• _What to produce_
All lines of the records below that contain the word "bounding" must be listed.

• _Material supplied_
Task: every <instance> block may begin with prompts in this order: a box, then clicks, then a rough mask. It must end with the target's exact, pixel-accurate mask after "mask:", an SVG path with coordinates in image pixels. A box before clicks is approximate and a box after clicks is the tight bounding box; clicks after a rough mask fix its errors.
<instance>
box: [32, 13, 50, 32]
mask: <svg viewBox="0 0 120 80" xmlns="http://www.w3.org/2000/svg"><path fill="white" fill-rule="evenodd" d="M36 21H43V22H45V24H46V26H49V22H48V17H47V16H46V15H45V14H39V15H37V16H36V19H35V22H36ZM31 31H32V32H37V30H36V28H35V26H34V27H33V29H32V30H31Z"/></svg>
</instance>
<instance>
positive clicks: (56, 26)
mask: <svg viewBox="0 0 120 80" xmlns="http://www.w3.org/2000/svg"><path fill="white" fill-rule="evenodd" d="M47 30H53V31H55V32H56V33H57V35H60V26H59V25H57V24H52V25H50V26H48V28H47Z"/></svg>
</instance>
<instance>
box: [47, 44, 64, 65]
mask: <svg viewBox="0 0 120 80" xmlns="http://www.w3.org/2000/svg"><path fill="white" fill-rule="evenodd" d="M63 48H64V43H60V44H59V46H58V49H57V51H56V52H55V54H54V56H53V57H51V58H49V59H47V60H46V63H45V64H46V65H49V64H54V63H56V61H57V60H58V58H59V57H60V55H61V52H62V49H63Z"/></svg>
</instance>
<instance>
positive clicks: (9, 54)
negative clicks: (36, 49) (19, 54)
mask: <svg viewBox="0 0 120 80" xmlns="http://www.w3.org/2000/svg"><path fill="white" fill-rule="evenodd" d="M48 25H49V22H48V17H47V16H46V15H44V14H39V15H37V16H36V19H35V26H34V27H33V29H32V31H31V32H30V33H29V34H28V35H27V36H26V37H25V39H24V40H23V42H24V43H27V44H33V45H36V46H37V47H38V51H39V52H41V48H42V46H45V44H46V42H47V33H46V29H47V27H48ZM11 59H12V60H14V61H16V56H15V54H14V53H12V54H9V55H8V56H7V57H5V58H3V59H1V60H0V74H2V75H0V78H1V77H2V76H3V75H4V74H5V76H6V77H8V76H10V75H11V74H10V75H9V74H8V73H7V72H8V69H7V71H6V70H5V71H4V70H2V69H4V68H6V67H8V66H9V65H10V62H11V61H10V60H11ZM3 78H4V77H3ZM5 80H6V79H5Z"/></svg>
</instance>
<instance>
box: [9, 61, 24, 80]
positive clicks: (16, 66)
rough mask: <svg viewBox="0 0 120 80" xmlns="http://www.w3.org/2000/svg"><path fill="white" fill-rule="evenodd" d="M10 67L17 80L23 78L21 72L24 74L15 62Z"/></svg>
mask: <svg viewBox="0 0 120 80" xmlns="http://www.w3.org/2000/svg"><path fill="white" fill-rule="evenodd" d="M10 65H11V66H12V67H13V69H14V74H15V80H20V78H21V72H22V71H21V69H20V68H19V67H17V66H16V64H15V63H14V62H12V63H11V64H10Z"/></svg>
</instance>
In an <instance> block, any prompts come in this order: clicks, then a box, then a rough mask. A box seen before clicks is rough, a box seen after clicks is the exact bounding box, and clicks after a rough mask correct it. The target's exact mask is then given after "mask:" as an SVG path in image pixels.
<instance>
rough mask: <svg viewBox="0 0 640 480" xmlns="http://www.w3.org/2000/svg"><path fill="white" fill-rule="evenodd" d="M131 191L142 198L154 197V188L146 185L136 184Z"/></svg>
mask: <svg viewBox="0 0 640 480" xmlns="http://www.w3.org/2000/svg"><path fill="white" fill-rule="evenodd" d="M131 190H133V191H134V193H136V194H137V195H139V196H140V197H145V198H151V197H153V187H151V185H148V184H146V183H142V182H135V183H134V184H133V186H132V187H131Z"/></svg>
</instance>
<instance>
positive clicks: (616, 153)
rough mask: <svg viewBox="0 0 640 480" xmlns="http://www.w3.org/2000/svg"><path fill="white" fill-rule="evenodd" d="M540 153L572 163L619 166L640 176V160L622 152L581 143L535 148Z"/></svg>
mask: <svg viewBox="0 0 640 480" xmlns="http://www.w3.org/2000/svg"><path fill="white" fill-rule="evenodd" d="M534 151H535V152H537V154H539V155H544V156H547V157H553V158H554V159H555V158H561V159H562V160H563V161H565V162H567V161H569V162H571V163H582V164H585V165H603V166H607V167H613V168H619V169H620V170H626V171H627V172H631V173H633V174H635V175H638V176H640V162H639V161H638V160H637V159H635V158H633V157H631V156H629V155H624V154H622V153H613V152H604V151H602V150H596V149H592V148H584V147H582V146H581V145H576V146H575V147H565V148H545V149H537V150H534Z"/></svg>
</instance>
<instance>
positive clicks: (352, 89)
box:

• _Answer for the task_
Task: every <instance> block may begin with prompts in this order: a box, then clicks, then a rough mask. It must end with the target's exact, pixel-accurate mask after "mask:", an SVG path with coordinates in image pixels. A box before clicks is approximate and a box after clicks is the tight bounding box; clicks after a rough mask fix its errors.
In an <instance> block, any prompts come in this order: clicks, then a box, then a rough mask. A box seen before clicks is rough, a box seen after clicks is the exact bounding box, and clicks after a rough mask correct it. The target's exact mask is then given after "mask:" as an SVG path in image pixels.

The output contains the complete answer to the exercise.